(EXERCICE 1)
Imprimez tel quel le passage sur les migrants détenus en Libye, en commençant à « Suleiman Mansour (*), jeune » et en terminant à « et le Soudan. ».

(PASSAGE CITÉ)
***
Suleiman Mansour (*), jeune somalien de Mogadiscio, passe ses journées enfermé avec quinze autres migrants dans l’une des nombreuses pièces où l’on garde les détenus au centre de détention de Ganfouda, deuxième ville de Libye. Ils sont allongés sur des matelas appuyés contre des murs où sont gribouillés des noms et des slogans : l’un disant « J’aime la Somalie ».

« Je suis ici depuis quatre mois », dit Mansour à IRIN. « J’ai quitté Mogadiscio en août de l’année dernière et j’ai été arrêté à Koufra avant d’être amené ici. Certains d’entre nous avaient des papiers, mais ils sont toujours détenus à Koufra. » Koufra, ville dans le désert (sud-est de la Libye), se trouve au point de rencontre des frontières avec l’Égypte, le Tchad et le Soudan.

Une autre pièce est occupée par 36 hommes, principalement des Égyptiens. « Nous étions en Libye avant même la révolution, mais après, des gens avec ou sans papiers ont été pris dans les rafles » dit l’un d’eux qui auparavant travaillait comme cuisinier à Benghazi avant d’être détenu. Benghazi est un bastion clé des forces de l’opposition qui ont renversé le régime de Mouammar Kadhafi en 2011.
***
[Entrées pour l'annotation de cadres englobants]
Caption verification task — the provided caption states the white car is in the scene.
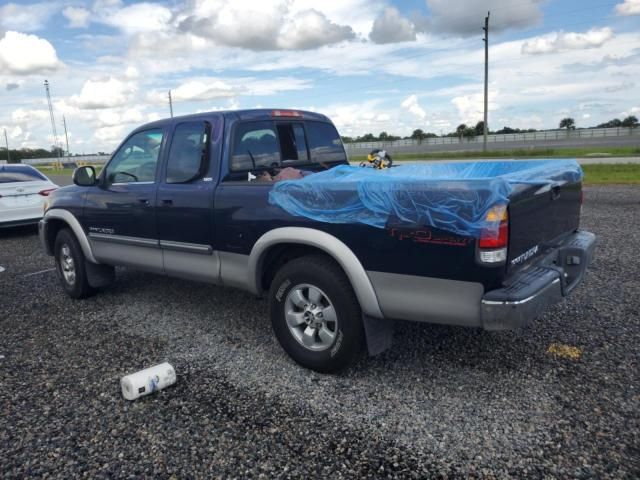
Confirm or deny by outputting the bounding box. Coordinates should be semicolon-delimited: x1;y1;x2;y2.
0;164;58;228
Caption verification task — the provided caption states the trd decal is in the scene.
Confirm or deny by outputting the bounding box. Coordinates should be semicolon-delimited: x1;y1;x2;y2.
89;227;116;235
389;228;471;247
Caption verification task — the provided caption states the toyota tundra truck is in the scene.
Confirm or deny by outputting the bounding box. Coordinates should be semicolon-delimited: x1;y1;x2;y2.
39;109;595;372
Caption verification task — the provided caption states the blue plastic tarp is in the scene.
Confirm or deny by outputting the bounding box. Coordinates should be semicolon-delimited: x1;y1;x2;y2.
269;160;582;238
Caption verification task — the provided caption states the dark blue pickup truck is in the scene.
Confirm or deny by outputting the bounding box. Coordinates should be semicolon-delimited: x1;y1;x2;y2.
39;109;595;372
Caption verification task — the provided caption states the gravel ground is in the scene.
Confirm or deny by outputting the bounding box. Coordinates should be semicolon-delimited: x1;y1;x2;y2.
0;187;640;478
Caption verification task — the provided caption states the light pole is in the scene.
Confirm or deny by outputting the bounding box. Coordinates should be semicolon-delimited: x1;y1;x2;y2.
4;128;11;163
482;12;491;152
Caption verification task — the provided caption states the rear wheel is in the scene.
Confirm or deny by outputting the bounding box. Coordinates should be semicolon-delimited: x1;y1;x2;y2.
54;228;95;298
269;255;364;373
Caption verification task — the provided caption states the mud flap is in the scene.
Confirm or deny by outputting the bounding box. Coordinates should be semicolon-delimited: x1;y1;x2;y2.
84;260;116;288
362;315;393;357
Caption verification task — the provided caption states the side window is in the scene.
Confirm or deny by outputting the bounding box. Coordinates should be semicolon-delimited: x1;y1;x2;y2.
167;122;209;183
307;122;347;162
277;123;309;165
106;128;162;183
231;122;280;171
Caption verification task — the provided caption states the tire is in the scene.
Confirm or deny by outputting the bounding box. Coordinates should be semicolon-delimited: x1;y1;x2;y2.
269;255;364;373
54;228;95;299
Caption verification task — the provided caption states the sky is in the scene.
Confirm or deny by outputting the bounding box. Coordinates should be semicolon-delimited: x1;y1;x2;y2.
0;0;640;153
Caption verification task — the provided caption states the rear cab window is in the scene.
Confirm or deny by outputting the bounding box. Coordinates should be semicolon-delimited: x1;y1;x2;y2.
165;121;211;183
0;165;47;183
228;119;347;180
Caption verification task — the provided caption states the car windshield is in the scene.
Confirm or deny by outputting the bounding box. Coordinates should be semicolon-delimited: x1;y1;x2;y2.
0;165;47;183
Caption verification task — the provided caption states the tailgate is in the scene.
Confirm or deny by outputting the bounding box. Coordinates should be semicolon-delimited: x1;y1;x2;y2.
507;182;582;270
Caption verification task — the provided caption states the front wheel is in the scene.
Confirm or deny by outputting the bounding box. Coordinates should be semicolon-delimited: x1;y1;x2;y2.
269;255;364;373
54;228;95;299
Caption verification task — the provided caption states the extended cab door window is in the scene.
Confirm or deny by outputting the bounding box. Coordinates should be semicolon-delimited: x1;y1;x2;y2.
231;122;281;172
277;123;309;166
105;128;162;185
306;121;347;163
166;122;210;183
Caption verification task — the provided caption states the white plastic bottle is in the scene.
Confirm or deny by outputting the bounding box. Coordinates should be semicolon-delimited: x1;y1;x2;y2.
120;362;176;400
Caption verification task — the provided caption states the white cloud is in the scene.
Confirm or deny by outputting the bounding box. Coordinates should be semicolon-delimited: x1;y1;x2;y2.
93;125;125;146
522;27;613;55
414;0;543;36
94;0;172;35
62;6;90;28
0;31;60;75
158;79;237;103
400;95;427;120
277;10;354;50
616;0;640;16
70;77;136;109
451;90;499;124
11;108;49;125
0;2;58;32
369;7;416;43
179;0;355;50
124;65;140;80
147;77;311;103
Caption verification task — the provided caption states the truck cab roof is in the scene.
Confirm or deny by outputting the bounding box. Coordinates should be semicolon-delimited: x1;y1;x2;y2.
134;108;331;131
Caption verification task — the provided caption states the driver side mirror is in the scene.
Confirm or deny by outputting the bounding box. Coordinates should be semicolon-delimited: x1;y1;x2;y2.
73;166;98;187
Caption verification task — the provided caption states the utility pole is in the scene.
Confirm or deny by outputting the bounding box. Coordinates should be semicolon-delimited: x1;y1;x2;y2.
4;128;11;163
44;80;61;164
482;12;491;152
62;115;69;157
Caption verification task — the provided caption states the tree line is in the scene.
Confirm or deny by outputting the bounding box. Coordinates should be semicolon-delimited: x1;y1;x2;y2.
342;115;638;143
0;147;107;163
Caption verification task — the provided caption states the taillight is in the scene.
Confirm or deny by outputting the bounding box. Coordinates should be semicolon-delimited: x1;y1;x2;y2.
478;220;509;248
478;205;509;263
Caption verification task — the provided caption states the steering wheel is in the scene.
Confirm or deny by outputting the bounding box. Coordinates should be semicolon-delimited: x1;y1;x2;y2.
136;162;156;181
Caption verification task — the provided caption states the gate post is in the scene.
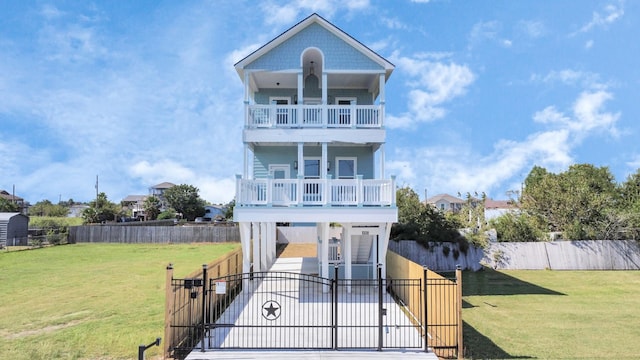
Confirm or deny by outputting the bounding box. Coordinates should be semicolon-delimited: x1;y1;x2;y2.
422;266;429;352
164;264;174;359
332;264;339;350
456;265;464;359
201;264;207;352
378;264;385;351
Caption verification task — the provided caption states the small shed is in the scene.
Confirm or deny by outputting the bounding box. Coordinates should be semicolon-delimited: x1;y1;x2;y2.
0;212;29;247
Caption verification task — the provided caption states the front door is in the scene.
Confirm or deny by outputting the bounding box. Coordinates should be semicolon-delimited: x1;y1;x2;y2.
269;164;294;205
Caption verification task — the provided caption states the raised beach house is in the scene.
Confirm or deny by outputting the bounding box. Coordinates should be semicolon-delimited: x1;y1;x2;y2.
234;14;397;279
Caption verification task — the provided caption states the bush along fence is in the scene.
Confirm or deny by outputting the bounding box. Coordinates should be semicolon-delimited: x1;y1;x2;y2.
68;225;240;244
387;251;464;359
164;249;242;359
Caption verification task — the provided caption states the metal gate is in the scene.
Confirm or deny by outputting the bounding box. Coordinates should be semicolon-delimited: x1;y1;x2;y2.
170;268;426;357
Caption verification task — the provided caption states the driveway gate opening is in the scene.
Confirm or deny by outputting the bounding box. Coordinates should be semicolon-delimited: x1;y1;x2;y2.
162;262;458;357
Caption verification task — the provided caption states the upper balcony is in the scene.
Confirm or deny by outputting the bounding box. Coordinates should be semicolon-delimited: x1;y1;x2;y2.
245;105;383;129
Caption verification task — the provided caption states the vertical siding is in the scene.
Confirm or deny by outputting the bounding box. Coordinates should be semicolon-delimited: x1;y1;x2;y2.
69;225;240;244
246;24;383;72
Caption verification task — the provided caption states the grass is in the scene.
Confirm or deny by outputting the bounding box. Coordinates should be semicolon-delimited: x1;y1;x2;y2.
0;243;240;360
462;269;640;359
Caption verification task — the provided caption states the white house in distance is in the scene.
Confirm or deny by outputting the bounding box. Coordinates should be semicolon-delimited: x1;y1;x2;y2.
234;14;398;279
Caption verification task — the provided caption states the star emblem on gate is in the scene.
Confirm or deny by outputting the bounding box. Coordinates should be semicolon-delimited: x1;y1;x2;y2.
262;300;282;321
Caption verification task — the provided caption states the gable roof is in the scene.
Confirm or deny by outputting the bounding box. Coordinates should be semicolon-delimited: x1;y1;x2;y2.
0;190;24;201
484;199;517;209
234;13;395;79
151;181;176;189
427;194;464;204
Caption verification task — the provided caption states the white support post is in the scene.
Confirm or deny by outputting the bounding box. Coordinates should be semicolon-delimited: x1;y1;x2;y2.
320;142;329;179
320;222;329;292
251;222;262;272
378;144;384;179
239;222;251;289
342;223;353;293
260;222;269;271
322;71;329;128
298;143;304;177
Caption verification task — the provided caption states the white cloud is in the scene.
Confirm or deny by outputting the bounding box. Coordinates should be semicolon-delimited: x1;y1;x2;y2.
517;20;547;39
390;81;620;198
260;0;370;25
387;52;475;128
531;69;609;90
572;2;624;35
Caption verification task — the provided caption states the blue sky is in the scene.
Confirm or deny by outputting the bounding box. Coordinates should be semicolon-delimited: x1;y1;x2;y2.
0;0;640;203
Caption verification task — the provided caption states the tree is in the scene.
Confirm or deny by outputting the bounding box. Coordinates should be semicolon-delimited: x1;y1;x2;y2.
164;184;205;221
522;164;618;240
391;187;466;245
82;192;118;223
142;195;162;220
490;213;544;242
29;200;69;217
224;200;236;221
0;197;20;212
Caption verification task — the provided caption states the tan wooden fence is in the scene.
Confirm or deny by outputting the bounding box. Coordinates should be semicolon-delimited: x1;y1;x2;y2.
387;251;463;359
68;225;240;244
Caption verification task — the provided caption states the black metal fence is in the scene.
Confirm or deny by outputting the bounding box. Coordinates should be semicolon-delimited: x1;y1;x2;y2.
169;269;427;358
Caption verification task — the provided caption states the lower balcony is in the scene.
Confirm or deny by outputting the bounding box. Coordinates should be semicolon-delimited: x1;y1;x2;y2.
236;177;396;207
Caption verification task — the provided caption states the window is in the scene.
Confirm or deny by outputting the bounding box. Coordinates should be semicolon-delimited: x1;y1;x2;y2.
304;158;320;179
336;97;357;125
336;157;358;179
269;97;290;125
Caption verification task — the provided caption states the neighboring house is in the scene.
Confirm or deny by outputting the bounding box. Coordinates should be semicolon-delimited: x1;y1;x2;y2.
121;195;149;220
67;204;89;217
0;213;29;247
203;205;225;221
234;14;398;279
484;199;518;221
0;190;29;215
426;194;465;213
149;182;176;211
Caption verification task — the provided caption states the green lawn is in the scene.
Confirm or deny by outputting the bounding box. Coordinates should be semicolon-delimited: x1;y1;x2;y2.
462;269;640;359
0;243;240;360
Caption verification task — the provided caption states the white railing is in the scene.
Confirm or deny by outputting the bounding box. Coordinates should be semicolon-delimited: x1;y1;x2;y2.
236;176;395;207
246;105;382;128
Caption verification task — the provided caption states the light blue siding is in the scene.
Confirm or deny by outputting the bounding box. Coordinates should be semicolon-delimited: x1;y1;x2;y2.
254;88;373;105
245;24;384;71
253;145;375;179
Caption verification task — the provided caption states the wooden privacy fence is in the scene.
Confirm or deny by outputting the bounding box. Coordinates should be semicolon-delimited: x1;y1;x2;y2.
163;249;242;359
387;251;463;359
69;225;240;244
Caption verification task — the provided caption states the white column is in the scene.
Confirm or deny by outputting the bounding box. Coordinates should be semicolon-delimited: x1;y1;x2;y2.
320;71;328;105
239;222;251;289
298;143;304;177
321;71;329;128
242;144;249;179
342;223;353;293
251;222;262;272
320;143;329;179
378;144;384;179
320;222;329;292
260;222;269;271
267;222;276;268
298;70;304;102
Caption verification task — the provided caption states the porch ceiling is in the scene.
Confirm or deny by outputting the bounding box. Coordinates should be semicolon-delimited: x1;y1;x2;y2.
251;71;379;90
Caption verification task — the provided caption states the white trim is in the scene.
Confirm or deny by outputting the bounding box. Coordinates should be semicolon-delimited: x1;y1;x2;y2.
333;156;358;179
269;164;291;179
298;156;322;179
269;96;291;105
335;96;358;105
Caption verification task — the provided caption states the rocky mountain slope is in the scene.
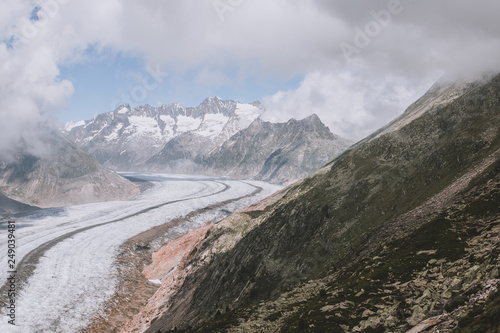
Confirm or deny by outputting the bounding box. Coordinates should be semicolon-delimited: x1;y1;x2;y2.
65;97;351;183
124;76;500;333
147;115;351;184
0;193;38;217
0;131;139;207
65;97;262;171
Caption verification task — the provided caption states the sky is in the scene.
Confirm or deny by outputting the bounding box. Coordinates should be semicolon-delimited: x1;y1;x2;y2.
0;0;500;157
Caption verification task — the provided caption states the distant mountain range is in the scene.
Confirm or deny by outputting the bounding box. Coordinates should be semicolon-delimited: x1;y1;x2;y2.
122;75;500;333
0;130;139;206
64;97;351;183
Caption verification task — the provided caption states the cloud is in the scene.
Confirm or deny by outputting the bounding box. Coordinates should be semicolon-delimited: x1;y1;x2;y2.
263;71;429;140
0;0;500;156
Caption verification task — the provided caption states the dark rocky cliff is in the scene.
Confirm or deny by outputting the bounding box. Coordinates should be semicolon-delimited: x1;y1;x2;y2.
130;76;500;332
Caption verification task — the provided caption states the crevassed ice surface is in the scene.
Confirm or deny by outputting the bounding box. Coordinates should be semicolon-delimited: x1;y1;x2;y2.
0;174;280;333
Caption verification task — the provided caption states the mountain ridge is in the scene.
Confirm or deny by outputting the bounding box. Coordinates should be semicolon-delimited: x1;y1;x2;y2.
123;76;500;332
65;97;351;184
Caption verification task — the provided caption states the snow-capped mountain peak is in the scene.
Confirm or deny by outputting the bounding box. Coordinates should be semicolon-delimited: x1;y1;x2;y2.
64;97;264;170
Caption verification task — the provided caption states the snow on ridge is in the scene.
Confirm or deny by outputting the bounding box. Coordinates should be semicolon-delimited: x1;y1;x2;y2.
235;103;261;130
64;120;85;132
177;115;202;133
196;113;229;139
104;123;123;141
118;106;128;114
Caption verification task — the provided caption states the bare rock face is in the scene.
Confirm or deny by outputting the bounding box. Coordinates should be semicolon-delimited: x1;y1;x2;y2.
195;115;351;184
0;132;139;207
65;97;352;184
131;72;500;332
121;225;213;333
0;193;38;217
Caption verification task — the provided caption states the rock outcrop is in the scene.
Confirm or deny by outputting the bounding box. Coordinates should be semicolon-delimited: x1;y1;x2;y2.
126;76;500;332
0;131;139;207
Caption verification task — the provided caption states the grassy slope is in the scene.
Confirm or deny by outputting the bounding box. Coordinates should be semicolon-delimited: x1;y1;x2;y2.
152;77;500;332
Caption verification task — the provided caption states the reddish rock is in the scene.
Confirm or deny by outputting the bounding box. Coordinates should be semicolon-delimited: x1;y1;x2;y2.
122;224;213;333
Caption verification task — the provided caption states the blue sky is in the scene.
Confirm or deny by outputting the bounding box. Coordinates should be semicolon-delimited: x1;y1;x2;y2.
57;51;303;123
0;0;500;155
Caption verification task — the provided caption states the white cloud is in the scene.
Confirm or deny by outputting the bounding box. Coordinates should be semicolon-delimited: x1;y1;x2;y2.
263;71;436;140
0;0;500;155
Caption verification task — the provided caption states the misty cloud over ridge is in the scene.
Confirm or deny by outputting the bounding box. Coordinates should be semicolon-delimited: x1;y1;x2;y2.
0;0;500;154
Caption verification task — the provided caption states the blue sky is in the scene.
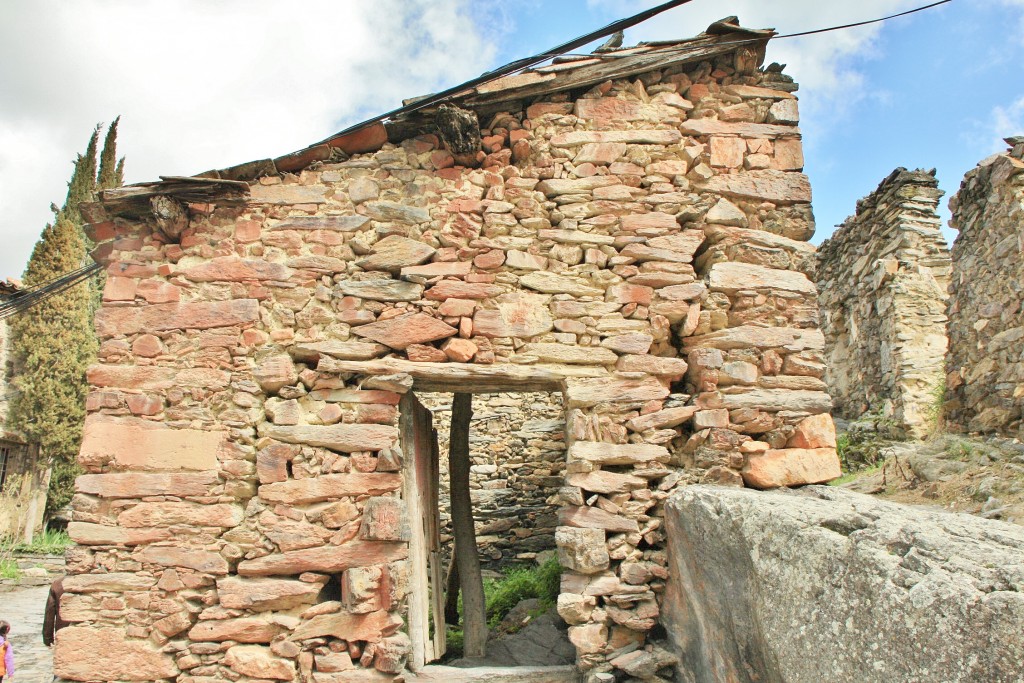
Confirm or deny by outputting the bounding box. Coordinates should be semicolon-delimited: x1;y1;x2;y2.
0;0;1024;278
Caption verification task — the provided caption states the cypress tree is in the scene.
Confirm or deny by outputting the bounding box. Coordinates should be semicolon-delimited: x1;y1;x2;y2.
7;121;123;512
96;117;125;189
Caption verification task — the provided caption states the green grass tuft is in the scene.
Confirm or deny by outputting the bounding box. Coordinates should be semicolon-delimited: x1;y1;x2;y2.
446;557;562;658
14;529;71;555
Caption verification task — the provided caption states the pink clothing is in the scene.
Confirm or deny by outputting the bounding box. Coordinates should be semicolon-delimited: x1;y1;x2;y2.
0;636;14;678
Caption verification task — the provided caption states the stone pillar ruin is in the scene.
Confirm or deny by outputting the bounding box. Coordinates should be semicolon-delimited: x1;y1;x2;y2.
55;22;840;683
945;137;1024;437
816;168;950;437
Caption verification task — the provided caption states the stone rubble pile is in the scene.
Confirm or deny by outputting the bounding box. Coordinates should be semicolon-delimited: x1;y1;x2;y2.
945;137;1024;437
816;168;950;437
55;31;840;683
418;392;566;570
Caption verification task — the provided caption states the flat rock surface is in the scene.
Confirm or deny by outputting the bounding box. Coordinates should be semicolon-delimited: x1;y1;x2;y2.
451;612;575;669
663;486;1024;683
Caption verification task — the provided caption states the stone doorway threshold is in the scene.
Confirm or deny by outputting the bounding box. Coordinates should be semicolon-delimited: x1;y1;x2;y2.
404;665;583;683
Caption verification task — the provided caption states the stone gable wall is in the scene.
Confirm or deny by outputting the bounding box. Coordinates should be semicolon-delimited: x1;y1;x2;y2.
55;54;839;683
816;168;950;436
0;321;13;425
945;144;1024;437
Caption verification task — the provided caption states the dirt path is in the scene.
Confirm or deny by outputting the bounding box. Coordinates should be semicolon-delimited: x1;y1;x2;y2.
0;586;53;683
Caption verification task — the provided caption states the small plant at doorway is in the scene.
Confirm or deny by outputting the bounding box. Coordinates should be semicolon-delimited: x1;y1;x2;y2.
446;557;562;658
14;529;71;555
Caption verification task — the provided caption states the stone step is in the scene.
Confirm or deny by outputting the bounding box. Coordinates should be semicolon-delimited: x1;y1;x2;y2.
406;665;583;683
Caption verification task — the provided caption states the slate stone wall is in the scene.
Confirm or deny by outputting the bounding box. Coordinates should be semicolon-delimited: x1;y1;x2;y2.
816;168;950;437
946;143;1024;437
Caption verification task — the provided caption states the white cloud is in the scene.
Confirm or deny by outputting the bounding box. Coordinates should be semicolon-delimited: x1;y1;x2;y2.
588;0;929;144
0;0;495;278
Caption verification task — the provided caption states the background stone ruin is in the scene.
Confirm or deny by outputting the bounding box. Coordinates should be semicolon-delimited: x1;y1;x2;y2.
***
(EXERCICE 2)
Restituez sans rien modifier les lignes des entrées, en commençant par celle qui contient « distance is in the scene. » et en terminant par celle qui contient « 262;300;282;321 », ces deux lignes comprises.

(CORRIGÉ 1)
Suleiman Mansour (*), jeune somalien de Mogadiscio, passe ses journées enfermé avec quinze autres migrants dans l’une des nombreuses pièces où l’on garde les détenus au centre de détention de Ganfouda, deuxième ville de Libye. Ils sont allongés sur des matelas appuyés contre des murs où sont gribouillés des noms et des slogans : l’un disant « J’aime la Somalie ».

« Je suis ici depuis quatre mois », dit Mansour à IRIN. « J’ai quitté Mogadiscio en août de l’année dernière et j’ai été arrêté à Koufra avant d’être amené ici. Certains d’entre nous avaient des papiers, mais ils sont toujours détenus à Koufra. » Koufra, ville dans le désert (sud-est de la Libye), se trouve au point de rencontre des frontières avec l’Égypte, le Tchad et le Soudan.

(CORRIGÉ 2)
Caption verification task — the provided caption states the white house in distance is in the scene.
Confirm or deny by outputting the bounding box. Coordinates should be semicolon-delimited: x1;y1;x2;y2.
234;14;398;279
Caption verification task — the provided caption states the star emblem on gate is in the scene.
Confirm or deny by outputting the bounding box. Coordinates should be semicolon-delimited: x1;y1;x2;y2.
262;300;282;321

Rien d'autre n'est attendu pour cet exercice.